## EXERCISE DIRECTIONS
Would you return the complete listing below word for word?

[Point labeling dataset excerpts]
§
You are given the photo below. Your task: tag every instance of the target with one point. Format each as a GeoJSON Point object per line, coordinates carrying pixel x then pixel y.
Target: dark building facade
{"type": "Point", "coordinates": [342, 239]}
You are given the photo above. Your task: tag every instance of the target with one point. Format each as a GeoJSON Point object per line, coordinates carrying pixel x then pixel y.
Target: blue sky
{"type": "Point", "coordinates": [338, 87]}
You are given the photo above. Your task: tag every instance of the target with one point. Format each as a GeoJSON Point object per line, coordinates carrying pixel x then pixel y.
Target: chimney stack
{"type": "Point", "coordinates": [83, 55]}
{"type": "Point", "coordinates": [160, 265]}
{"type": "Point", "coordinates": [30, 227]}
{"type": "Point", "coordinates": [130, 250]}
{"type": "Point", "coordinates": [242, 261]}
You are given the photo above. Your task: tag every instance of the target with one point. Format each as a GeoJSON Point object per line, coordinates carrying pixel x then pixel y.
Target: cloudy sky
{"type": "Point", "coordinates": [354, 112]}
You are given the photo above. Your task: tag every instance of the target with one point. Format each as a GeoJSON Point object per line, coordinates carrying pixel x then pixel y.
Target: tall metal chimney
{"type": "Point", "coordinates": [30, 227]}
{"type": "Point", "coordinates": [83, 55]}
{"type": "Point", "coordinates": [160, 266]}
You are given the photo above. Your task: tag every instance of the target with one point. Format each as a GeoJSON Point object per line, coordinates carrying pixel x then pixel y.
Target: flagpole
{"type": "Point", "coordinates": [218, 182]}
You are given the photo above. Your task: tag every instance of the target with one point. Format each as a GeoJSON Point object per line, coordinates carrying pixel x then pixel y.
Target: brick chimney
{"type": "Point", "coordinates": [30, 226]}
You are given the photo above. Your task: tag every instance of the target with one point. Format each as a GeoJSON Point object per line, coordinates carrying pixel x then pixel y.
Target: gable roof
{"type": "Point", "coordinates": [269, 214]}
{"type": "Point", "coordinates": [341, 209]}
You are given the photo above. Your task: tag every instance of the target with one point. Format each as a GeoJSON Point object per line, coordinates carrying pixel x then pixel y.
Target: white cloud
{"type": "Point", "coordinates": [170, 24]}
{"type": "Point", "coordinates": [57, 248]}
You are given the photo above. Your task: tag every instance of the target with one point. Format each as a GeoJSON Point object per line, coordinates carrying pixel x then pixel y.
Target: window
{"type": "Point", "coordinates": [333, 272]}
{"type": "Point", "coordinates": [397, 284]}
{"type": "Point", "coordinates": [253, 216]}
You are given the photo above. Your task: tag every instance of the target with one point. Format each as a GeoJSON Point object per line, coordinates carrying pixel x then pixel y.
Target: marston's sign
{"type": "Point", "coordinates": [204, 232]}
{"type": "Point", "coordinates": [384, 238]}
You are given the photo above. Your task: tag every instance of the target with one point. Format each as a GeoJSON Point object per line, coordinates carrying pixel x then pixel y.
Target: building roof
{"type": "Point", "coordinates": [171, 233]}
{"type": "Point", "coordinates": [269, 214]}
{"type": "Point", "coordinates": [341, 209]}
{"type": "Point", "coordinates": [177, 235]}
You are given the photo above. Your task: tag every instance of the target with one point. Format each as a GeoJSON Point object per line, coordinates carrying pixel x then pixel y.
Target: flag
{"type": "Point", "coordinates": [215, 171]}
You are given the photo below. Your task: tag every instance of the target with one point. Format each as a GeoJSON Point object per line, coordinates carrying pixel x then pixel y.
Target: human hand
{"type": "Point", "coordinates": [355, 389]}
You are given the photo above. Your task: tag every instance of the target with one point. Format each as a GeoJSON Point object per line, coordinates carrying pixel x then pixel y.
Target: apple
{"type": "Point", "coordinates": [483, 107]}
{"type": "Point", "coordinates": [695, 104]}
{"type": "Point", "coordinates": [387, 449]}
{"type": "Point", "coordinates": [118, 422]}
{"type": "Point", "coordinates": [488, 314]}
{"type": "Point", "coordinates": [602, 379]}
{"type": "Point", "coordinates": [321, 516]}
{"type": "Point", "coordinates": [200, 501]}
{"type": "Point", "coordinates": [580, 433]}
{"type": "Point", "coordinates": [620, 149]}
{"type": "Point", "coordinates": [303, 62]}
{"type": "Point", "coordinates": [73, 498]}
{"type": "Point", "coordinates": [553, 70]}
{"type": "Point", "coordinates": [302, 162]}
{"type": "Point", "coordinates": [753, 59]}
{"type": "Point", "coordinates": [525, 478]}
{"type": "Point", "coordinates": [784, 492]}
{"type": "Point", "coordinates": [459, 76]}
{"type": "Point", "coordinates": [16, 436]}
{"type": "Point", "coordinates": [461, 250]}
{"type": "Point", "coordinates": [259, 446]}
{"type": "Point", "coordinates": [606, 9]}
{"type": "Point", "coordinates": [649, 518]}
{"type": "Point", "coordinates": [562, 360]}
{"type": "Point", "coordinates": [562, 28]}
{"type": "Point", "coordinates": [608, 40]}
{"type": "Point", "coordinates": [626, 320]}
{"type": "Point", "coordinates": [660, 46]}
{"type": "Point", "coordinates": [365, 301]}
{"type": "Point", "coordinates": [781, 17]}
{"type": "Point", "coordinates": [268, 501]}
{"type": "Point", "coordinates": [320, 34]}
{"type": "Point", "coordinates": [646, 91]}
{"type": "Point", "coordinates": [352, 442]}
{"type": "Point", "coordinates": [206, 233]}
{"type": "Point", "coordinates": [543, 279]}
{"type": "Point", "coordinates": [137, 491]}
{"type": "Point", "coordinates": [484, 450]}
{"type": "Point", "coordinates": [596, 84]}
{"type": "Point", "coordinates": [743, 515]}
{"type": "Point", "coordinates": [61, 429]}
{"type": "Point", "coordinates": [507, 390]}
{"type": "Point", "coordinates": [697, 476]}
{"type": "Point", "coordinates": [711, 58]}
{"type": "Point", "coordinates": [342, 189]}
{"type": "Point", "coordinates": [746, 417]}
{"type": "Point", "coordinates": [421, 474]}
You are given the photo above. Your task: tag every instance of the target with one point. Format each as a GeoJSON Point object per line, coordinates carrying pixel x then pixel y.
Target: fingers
§
## OUTPUT OF THE EXERCISE
You are given the photo below. Your task: tag every instance of the target with one point. Format each as a GeoJSON Point object per line, coordinates carrying pixel x then pixel y.
Target: dark building facade
{"type": "Point", "coordinates": [342, 239]}
You are given the photo above. Your task: tag every instance of the target with one point. Format each as a GeoJSON Point object per line, coordinates carrying pixel x then pixel y.
Target: blue sky
{"type": "Point", "coordinates": [338, 87]}
You are given the photo above. Your task: tag every instance of the target with one point. Format each as a GeoJSON Point object per line, coordinates carrying pixel x then pixel y.
Target: chimney stack
{"type": "Point", "coordinates": [83, 55]}
{"type": "Point", "coordinates": [160, 265]}
{"type": "Point", "coordinates": [30, 227]}
{"type": "Point", "coordinates": [130, 250]}
{"type": "Point", "coordinates": [242, 261]}
You are given the photo above. Your task: tag every instance of the target with one point. Format each as a GeoJSON Point object per line, coordinates carrying pixel x then pixel y.
Target: cloudy sky
{"type": "Point", "coordinates": [354, 112]}
You are given the photo above. Your task: tag every instance of the target with one point. Format each as a GeoJSON Point object per line, coordinates carrying pixel x then pixel y.
Target: tall metal chimney
{"type": "Point", "coordinates": [30, 227]}
{"type": "Point", "coordinates": [83, 55]}
{"type": "Point", "coordinates": [160, 266]}
You are given the photo above. Your task: tag every instance of the target with one point. Format each as a GeoJSON Point object per line, coordinates carrying pixel x then pixel y.
Target: flagpole
{"type": "Point", "coordinates": [218, 182]}
You are given the photo above. Your task: tag every instance of the target with one point. Format each as a GeoJSON Point object per line, coordinates carrying pixel x then pixel y.
Target: brick chimney
{"type": "Point", "coordinates": [30, 226]}
You are given the photo above. Your task: tag every instance of the target with one point. Format each as a GeoJSON Point object per line, coordinates carrying pixel x then pixel y.
Target: gable roof
{"type": "Point", "coordinates": [269, 214]}
{"type": "Point", "coordinates": [341, 209]}
You are given the photo above. Your task: tag every instance of the target with one point. Format each as a GeoJSON Point object per line, coordinates carrying pixel x then pixel y.
Target: white cloud
{"type": "Point", "coordinates": [170, 24]}
{"type": "Point", "coordinates": [57, 248]}
You are given the photo above. Your task: tag every instance of the target with one point. Format each as a GeoJSON Point object per line, coordinates carrying pixel x then pixel y.
Target: window
{"type": "Point", "coordinates": [333, 272]}
{"type": "Point", "coordinates": [397, 284]}
{"type": "Point", "coordinates": [253, 216]}
You are given the photo above. Your task: tag every instance of the target with one point. Format each as a GeoJSON Point object per line, coordinates carrying pixel x then pixel y.
Target: marston's sign
{"type": "Point", "coordinates": [204, 232]}
{"type": "Point", "coordinates": [384, 238]}
You are given the photo above. Your task: tag every instance of the target with one point. Format each as a GeoJSON Point object per line, coordinates carrying pixel x then pixel y.
Target: building roof
{"type": "Point", "coordinates": [171, 233]}
{"type": "Point", "coordinates": [269, 214]}
{"type": "Point", "coordinates": [341, 209]}
{"type": "Point", "coordinates": [177, 235]}
You are given the photo above. Your task: tag every instance of the target with one point. Format each as a GeoJSON Point object per line, coordinates carrying pixel x then pixel y.
Target: flag
{"type": "Point", "coordinates": [215, 171]}
You are given the photo below. Your task: tag every instance of the target with one point. Format each as a GeoJSON Point object per line, coordinates carrying pixel x then pixel y.
Target: human hand
{"type": "Point", "coordinates": [355, 389]}
You are given the photo above. Your task: tag every instance of the target with one point. Format each as a GeoJSON Point object per line, coordinates carrying pixel x then pixel y.
Target: apple
{"type": "Point", "coordinates": [483, 107]}
{"type": "Point", "coordinates": [695, 104]}
{"type": "Point", "coordinates": [387, 449]}
{"type": "Point", "coordinates": [118, 422]}
{"type": "Point", "coordinates": [488, 314]}
{"type": "Point", "coordinates": [602, 379]}
{"type": "Point", "coordinates": [321, 516]}
{"type": "Point", "coordinates": [200, 501]}
{"type": "Point", "coordinates": [580, 433]}
{"type": "Point", "coordinates": [620, 149]}
{"type": "Point", "coordinates": [303, 62]}
{"type": "Point", "coordinates": [73, 498]}
{"type": "Point", "coordinates": [553, 70]}
{"type": "Point", "coordinates": [302, 162]}
{"type": "Point", "coordinates": [753, 59]}
{"type": "Point", "coordinates": [525, 478]}
{"type": "Point", "coordinates": [784, 492]}
{"type": "Point", "coordinates": [459, 76]}
{"type": "Point", "coordinates": [16, 436]}
{"type": "Point", "coordinates": [461, 250]}
{"type": "Point", "coordinates": [259, 446]}
{"type": "Point", "coordinates": [606, 9]}
{"type": "Point", "coordinates": [649, 518]}
{"type": "Point", "coordinates": [562, 360]}
{"type": "Point", "coordinates": [562, 28]}
{"type": "Point", "coordinates": [608, 40]}
{"type": "Point", "coordinates": [626, 320]}
{"type": "Point", "coordinates": [660, 46]}
{"type": "Point", "coordinates": [365, 301]}
{"type": "Point", "coordinates": [781, 17]}
{"type": "Point", "coordinates": [268, 501]}
{"type": "Point", "coordinates": [320, 34]}
{"type": "Point", "coordinates": [646, 91]}
{"type": "Point", "coordinates": [352, 442]}
{"type": "Point", "coordinates": [206, 233]}
{"type": "Point", "coordinates": [543, 279]}
{"type": "Point", "coordinates": [137, 491]}
{"type": "Point", "coordinates": [484, 450]}
{"type": "Point", "coordinates": [596, 84]}
{"type": "Point", "coordinates": [743, 515]}
{"type": "Point", "coordinates": [61, 429]}
{"type": "Point", "coordinates": [507, 390]}
{"type": "Point", "coordinates": [697, 476]}
{"type": "Point", "coordinates": [711, 58]}
{"type": "Point", "coordinates": [342, 189]}
{"type": "Point", "coordinates": [746, 417]}
{"type": "Point", "coordinates": [421, 474]}
You are given the photo above. Your task: tag every instance of the target with one point. Format each as a GeoJSON Point object per line, coordinates carrying pixel x then pixel y.
Target: fingers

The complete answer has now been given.